● Instructions for the task: The lines to copy are those in the listing that hold the word "calf".

● Available records:
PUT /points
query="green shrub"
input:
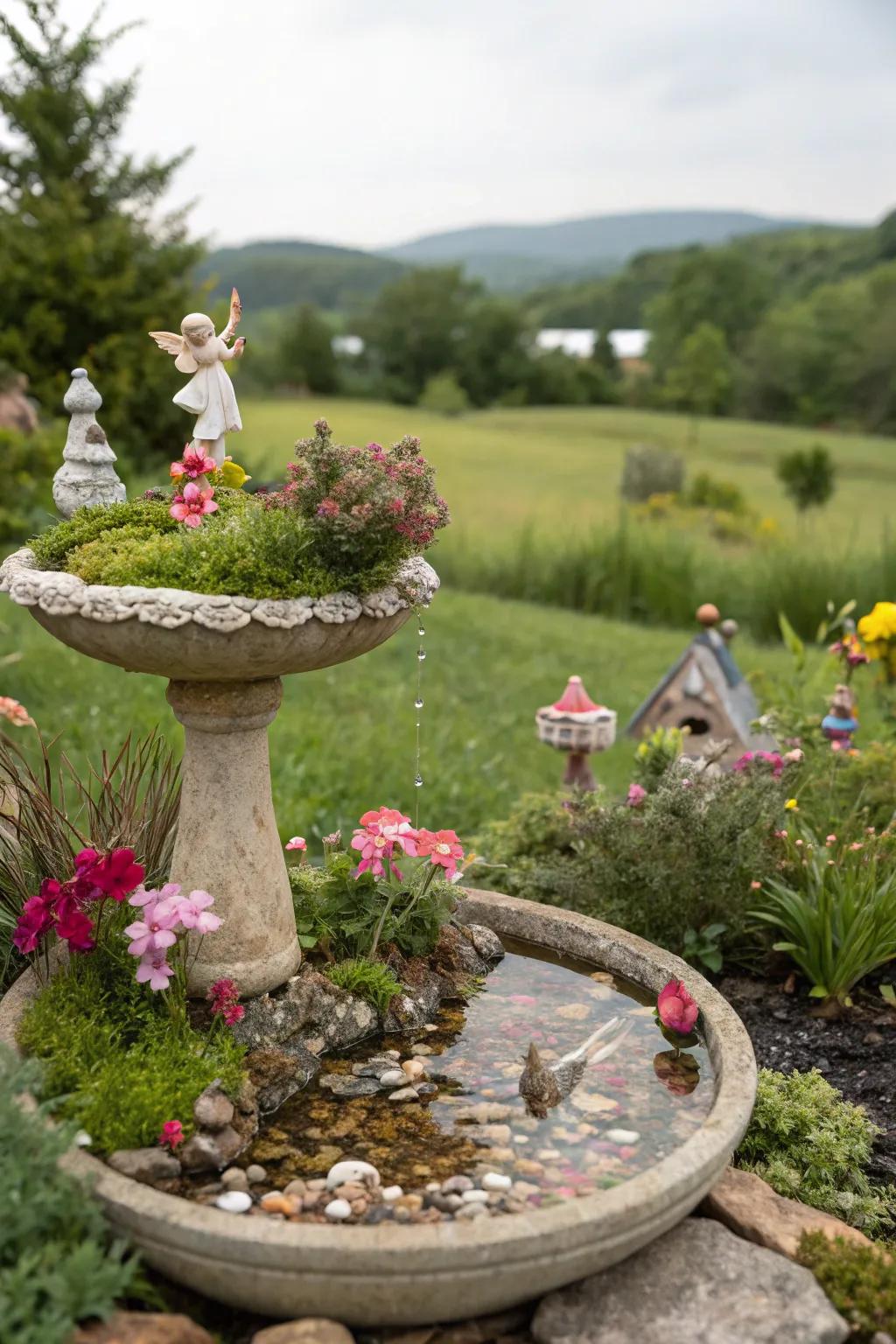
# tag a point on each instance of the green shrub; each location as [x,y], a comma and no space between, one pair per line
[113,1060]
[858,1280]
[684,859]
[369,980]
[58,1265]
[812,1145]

* * *

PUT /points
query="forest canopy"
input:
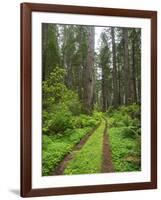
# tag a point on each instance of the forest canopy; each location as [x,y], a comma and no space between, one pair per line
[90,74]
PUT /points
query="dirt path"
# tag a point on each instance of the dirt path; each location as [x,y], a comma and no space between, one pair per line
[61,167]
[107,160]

---

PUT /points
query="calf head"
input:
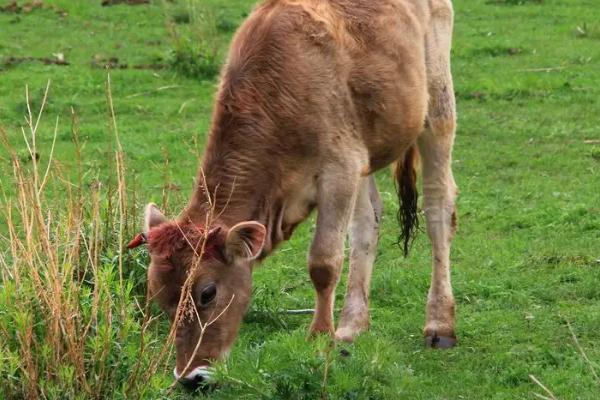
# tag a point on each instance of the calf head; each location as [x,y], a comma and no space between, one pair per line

● Answer to this task:
query="calf head"
# tag a point on each instance of the calf head; each location as [x,y], a comma and no space between, one pair per line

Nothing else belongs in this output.